» **やること**: 下の記録の「white cloud」を「gray cloud」に変えて、ほかは何も変えずに全部の行をもう一度書いてください。

• • •

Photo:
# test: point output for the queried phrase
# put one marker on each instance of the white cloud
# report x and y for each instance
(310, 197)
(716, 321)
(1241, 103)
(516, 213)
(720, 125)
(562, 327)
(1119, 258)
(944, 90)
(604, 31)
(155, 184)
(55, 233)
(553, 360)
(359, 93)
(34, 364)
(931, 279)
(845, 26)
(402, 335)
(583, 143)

• • •

» **書いた答え**:
Photo:
# test: point output for the queried phrase
# put one marker on each instance of the gray cloud
# report x and y for each instance
(310, 197)
(716, 321)
(1241, 103)
(516, 213)
(720, 125)
(562, 327)
(1119, 258)
(944, 90)
(604, 31)
(155, 184)
(55, 233)
(553, 360)
(359, 93)
(34, 364)
(931, 279)
(845, 26)
(402, 335)
(583, 143)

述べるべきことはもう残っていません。